_Goal of the exercise_.
In the records that follow, find the line with "[(35, 54), (83, 6)]"; from there, retype every line exactly through the line with "Drop a marker on the rope", which also belongs to the answer.

━━━━━━━━━━━━━━━━

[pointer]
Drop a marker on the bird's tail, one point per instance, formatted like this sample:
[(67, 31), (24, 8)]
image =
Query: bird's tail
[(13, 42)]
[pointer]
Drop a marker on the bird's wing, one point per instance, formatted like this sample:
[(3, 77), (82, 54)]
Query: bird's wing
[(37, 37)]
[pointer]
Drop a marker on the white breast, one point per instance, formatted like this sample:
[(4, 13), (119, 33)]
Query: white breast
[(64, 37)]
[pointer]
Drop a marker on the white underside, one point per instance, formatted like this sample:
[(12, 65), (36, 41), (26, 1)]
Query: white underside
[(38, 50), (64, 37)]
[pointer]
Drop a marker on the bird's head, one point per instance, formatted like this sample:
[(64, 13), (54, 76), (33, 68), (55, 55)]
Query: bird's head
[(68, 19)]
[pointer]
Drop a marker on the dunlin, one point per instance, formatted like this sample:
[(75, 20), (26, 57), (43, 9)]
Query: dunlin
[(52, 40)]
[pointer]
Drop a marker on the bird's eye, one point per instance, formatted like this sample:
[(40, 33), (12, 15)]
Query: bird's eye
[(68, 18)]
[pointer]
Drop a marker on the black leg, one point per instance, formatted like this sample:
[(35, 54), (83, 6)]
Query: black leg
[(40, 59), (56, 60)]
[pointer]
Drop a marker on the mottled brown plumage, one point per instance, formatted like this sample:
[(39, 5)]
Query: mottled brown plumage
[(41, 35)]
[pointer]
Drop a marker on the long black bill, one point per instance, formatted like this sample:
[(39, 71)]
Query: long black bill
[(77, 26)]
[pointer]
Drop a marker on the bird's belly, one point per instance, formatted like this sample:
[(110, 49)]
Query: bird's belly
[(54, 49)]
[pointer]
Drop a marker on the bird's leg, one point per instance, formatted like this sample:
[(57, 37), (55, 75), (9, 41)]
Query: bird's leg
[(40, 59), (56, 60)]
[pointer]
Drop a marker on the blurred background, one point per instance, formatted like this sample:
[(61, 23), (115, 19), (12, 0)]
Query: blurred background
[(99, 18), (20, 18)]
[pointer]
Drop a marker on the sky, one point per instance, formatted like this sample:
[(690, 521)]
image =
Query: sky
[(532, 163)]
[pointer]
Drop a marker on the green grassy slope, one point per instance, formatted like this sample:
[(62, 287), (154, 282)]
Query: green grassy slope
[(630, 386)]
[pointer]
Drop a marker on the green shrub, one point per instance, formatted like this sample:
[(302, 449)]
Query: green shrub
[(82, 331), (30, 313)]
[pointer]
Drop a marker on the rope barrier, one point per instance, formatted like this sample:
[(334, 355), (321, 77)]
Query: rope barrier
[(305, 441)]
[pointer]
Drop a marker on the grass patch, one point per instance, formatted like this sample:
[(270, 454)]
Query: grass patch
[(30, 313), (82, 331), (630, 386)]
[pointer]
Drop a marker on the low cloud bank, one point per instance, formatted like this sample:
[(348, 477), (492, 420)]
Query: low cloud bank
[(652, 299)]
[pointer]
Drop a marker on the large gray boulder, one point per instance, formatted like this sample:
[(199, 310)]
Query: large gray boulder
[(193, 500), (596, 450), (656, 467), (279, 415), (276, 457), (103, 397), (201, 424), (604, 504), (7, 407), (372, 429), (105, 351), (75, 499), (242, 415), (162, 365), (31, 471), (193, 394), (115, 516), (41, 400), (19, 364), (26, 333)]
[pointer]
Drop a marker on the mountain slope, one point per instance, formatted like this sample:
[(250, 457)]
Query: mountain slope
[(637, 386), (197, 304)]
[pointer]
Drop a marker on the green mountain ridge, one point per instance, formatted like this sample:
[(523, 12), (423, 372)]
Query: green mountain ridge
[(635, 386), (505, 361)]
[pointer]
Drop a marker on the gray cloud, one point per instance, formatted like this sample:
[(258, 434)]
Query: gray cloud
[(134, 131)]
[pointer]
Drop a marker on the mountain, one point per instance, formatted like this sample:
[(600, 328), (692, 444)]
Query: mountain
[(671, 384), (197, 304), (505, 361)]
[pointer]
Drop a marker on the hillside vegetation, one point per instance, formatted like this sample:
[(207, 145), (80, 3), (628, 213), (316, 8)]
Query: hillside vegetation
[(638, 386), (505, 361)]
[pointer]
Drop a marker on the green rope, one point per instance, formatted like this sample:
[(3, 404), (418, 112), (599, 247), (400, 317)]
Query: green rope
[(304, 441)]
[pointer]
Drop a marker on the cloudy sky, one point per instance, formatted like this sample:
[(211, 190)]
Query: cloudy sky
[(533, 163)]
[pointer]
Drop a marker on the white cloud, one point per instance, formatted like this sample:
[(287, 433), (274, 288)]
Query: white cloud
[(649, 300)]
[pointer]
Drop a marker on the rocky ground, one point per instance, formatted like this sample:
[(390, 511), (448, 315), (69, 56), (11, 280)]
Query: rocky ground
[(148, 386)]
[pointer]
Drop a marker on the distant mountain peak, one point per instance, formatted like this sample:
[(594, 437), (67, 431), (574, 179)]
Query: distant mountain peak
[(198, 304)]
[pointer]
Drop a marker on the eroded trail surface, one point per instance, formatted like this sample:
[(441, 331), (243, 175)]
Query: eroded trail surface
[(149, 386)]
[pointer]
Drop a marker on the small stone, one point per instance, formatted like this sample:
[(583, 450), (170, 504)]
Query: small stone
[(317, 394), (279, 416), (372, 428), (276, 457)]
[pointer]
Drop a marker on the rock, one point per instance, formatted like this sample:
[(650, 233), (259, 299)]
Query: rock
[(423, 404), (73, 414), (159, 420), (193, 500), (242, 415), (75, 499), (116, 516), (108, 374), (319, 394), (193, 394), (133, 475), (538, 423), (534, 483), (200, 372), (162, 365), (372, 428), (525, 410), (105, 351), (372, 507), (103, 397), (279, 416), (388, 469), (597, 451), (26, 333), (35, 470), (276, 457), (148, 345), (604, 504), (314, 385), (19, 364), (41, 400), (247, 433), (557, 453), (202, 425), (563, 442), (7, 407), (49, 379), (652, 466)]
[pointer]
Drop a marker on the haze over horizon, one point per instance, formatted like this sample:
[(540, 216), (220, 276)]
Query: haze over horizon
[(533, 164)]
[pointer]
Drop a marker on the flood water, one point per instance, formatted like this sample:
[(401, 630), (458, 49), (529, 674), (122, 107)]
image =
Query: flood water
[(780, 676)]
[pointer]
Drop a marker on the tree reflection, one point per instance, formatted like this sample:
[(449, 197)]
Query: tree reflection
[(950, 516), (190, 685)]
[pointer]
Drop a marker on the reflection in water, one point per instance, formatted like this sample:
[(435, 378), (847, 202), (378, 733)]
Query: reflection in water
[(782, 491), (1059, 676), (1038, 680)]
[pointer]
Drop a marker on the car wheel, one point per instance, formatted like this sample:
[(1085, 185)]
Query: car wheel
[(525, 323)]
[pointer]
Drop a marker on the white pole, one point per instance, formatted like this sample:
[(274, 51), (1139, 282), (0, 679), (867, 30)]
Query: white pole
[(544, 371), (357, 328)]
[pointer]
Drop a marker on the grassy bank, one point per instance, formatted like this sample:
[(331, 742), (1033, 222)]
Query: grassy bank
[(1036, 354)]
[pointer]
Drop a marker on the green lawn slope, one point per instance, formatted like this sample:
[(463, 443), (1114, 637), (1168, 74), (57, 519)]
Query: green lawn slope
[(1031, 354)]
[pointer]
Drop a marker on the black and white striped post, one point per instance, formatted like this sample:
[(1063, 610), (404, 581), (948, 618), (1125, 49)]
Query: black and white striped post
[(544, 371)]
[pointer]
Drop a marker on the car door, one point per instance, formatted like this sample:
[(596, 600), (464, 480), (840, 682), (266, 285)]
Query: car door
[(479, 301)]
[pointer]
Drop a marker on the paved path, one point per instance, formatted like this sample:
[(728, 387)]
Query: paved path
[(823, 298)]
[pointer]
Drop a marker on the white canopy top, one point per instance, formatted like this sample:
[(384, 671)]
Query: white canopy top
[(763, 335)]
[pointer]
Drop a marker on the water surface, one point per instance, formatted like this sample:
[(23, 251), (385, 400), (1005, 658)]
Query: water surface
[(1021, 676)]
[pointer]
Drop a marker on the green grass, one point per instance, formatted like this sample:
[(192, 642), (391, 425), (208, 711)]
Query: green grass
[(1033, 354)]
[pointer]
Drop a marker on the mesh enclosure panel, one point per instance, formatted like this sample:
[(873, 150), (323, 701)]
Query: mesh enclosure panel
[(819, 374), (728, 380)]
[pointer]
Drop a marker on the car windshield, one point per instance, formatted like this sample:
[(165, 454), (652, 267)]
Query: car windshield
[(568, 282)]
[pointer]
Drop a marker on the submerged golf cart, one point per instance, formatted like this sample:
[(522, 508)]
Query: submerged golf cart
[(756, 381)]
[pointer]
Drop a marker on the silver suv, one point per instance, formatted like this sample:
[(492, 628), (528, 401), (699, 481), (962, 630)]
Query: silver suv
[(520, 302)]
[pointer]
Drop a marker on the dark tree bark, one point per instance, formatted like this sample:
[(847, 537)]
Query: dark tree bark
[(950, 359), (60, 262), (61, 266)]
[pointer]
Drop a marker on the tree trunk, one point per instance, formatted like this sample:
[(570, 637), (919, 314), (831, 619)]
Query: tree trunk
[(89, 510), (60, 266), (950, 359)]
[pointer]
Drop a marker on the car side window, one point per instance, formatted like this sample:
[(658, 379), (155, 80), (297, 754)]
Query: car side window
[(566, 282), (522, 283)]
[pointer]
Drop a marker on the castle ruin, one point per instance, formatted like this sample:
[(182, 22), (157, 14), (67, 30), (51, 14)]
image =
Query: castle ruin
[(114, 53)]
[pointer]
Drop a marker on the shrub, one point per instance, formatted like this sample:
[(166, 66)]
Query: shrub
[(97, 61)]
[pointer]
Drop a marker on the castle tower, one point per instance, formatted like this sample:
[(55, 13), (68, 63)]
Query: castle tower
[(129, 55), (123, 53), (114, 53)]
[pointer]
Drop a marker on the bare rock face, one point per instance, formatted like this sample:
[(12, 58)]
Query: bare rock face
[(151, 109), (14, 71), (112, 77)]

━━━━━━━━━━━━━━━━

_Answer space_.
[(35, 54), (83, 6)]
Query: black leg
[(40, 59), (56, 60)]
[pointer]
Drop a marker on the mottled brown plumage, one point per instance, formatted like this sample:
[(39, 5)]
Query: mottled brown plumage
[(41, 35)]
[pointer]
Drop a marker on the long black bill, one point per instance, formatted like this sample:
[(39, 71)]
Query: long black bill
[(77, 26)]
[pointer]
Drop a marker on the bird's belly, one point per instance, formatted like this sample:
[(110, 49)]
Query: bird's belly
[(54, 49)]
[pointer]
Drop a marker on the bird's leg, one point per instance, formatted like this sample:
[(57, 37), (55, 75), (9, 41)]
Query: bird's leg
[(40, 59), (56, 60)]
[pointer]
Drop a marker on the blurred background, one point per instance, formatted like this sample:
[(61, 23), (115, 19), (12, 0)]
Query: blurred background
[(99, 18), (20, 18)]
[pointer]
Drop a marker on the sky, one point per instance, formatted like this sample:
[(690, 521)]
image =
Query: sky
[(532, 163)]
[pointer]
Drop a marker on the green grassy slope, one point per instance, formatted like this sample:
[(62, 287), (154, 282)]
Query: green grassy slope
[(630, 386)]
[pointer]
Drop a marker on the green shrub, one point per instance, formatted like this sample:
[(302, 449)]
Query: green shrub
[(82, 331), (30, 313)]
[pointer]
Drop a marker on the rope barrier, one point per instance, formatted like this sample:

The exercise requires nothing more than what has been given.